(Collection entries)

● ● ● ● ● ● ●

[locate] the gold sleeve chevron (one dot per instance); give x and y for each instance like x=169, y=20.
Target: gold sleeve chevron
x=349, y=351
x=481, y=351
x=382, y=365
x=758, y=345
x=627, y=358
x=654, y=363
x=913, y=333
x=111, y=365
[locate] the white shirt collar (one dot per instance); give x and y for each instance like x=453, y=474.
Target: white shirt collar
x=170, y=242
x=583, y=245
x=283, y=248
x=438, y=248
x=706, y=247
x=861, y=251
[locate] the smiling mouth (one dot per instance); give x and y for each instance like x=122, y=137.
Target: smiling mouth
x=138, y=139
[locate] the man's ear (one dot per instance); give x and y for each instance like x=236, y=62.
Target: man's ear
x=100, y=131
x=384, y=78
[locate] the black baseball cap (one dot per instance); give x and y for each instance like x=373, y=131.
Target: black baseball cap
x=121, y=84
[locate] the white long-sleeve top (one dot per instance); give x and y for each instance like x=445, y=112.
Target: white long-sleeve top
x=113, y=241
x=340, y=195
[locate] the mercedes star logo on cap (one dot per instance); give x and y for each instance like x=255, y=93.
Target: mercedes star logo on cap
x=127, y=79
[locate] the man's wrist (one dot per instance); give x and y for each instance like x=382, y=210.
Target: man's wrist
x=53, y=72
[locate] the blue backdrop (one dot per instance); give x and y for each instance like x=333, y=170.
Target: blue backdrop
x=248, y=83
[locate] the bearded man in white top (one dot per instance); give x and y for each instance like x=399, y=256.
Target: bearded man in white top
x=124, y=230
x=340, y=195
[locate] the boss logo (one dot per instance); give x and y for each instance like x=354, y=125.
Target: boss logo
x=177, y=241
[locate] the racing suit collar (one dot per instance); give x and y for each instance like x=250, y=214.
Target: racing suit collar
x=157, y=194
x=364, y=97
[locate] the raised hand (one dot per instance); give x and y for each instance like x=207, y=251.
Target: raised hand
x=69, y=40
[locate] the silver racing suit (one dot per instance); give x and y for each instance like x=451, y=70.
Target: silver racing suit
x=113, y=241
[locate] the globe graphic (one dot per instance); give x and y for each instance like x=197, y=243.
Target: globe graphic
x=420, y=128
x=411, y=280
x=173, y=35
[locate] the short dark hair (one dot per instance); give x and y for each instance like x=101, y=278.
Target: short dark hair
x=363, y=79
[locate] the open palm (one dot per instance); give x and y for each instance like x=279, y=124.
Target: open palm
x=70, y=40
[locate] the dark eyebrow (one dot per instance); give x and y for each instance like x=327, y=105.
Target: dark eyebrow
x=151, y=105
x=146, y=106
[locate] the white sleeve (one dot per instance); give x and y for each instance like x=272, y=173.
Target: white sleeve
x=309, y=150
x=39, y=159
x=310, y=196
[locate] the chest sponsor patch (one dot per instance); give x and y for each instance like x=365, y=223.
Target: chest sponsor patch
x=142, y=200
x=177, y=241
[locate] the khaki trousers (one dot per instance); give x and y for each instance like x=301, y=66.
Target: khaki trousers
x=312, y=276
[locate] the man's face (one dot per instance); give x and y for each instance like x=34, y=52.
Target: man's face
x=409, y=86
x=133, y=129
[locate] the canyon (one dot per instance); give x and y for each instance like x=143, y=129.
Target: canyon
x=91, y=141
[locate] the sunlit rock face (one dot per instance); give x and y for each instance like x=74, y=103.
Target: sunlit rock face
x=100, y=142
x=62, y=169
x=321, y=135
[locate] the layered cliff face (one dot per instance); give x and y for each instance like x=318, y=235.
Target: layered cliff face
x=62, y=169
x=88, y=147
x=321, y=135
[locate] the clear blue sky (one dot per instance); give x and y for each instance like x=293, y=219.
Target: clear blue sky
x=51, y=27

● ● ● ● ● ● ●

* **Objective**:
Revise the data above so that every "one dot per instance" reads "one point per instance" instead, and leave everything else unchanged.

* **Response below**:
[locate] the gold sleeve chevron (one point per instance); give x and y for each instance like x=169, y=20.
Target: gold sleeve chevron
x=349, y=351
x=481, y=351
x=382, y=365
x=758, y=345
x=627, y=358
x=654, y=363
x=913, y=333
x=111, y=365
[locate] the white shirt collar (one point per instance); give x and y for each instance like x=453, y=474.
Target: white shirt collar
x=170, y=242
x=583, y=245
x=283, y=248
x=438, y=248
x=706, y=247
x=861, y=251
[locate] the smiling mouth (one point per instance); give x and y for each instance like x=122, y=137.
Target: smiling mouth
x=138, y=139
[locate] the man's ear (one point per instance); give x and y for each instance like x=236, y=62.
Target: man's ear
x=100, y=131
x=384, y=78
[locate] the black baseball cap (one point per instance); give x and y for each instance like x=373, y=131.
Target: black baseball cap
x=121, y=84
[locate] the white long-sleeve top (one point per instance); give x and y for each instance like x=445, y=112.
Target: white long-sleeve top
x=113, y=241
x=340, y=195
[locate] the mercedes star logo on cap (one point per instance); give x and y for each instance like x=255, y=93.
Target: mercedes star logo on cap
x=127, y=79
[locate] the man's wrist (one point per instance); give x and y for each instance like x=382, y=210.
Target: man's wrist
x=53, y=72
[locate] the blue backdrop (one point per instance); give x and y for each instance like x=333, y=170.
Target: blue backdrop
x=248, y=83
[locate] the bearded man in white top (one point per instance); give x and y for each instance like x=399, y=256.
Target: bearded man in white top
x=124, y=230
x=340, y=195
[locate] the boss logo (one point per instance); give x and y for each instance like x=354, y=125.
Target: boss logo
x=177, y=241
[locate] the racing suit collar (one point per instance); give x and y for each instance like x=250, y=214.
Target: racing suit collar
x=157, y=194
x=364, y=97
[locate] the raised hand (one point per instance); give x and y for each instance like x=207, y=251.
Target: raised hand
x=69, y=40
[locate] the silver racing suit (one point per instance); give x and y for each instance like x=451, y=70.
Target: silver racing suit
x=113, y=241
[locate] the globe graphic (one point per instance); give x and y for each instance like x=197, y=243.
Target: globe graphic
x=420, y=128
x=411, y=280
x=173, y=35
[locate] the short dark hair (one point per instance); give x and y for each instance like x=101, y=278.
Target: short dark hair
x=363, y=79
[locate] the open palm (one point per instance); give x and y for each instance like x=279, y=124.
Target: open palm
x=70, y=40
[locate] the dark eyebrow (one point per instance); give x and y for each instance like x=327, y=105.
Target: dark eyebrow
x=151, y=105
x=146, y=106
[locate] the white sleeve (one point per instance); give x and y for each instance like x=272, y=173.
Target: white sleeve
x=309, y=150
x=39, y=159
x=310, y=196
[locate] the chest sponsor patch (one point per instance); give x and y for each instance like x=365, y=223.
Target: chest sponsor patch
x=142, y=200
x=177, y=241
[locate] the khaki trousers (one point per instance); give x and y for each instance like x=301, y=66.
Target: khaki trousers
x=312, y=276
[locate] the man's face (one point per instance); give x and y for each instance like x=34, y=52.
Target: man's face
x=409, y=86
x=133, y=129
[locate] the canyon (one point per instance); give x and y for each instance like x=143, y=129.
Target: canyon
x=91, y=141
[locate] the sunlit rock face (one point per instance); give x and y for each instance like x=74, y=103.
Target: sunlit rock face
x=100, y=142
x=62, y=169
x=321, y=135
[locate] the layered cliff face (one point per instance); give x and y for each instance like x=318, y=235.
Target: layered cliff face
x=62, y=169
x=88, y=147
x=321, y=135
[locate] the clear blue sky (one point per instance); give x and y for each instance like x=293, y=219.
Target: clear blue sky
x=51, y=27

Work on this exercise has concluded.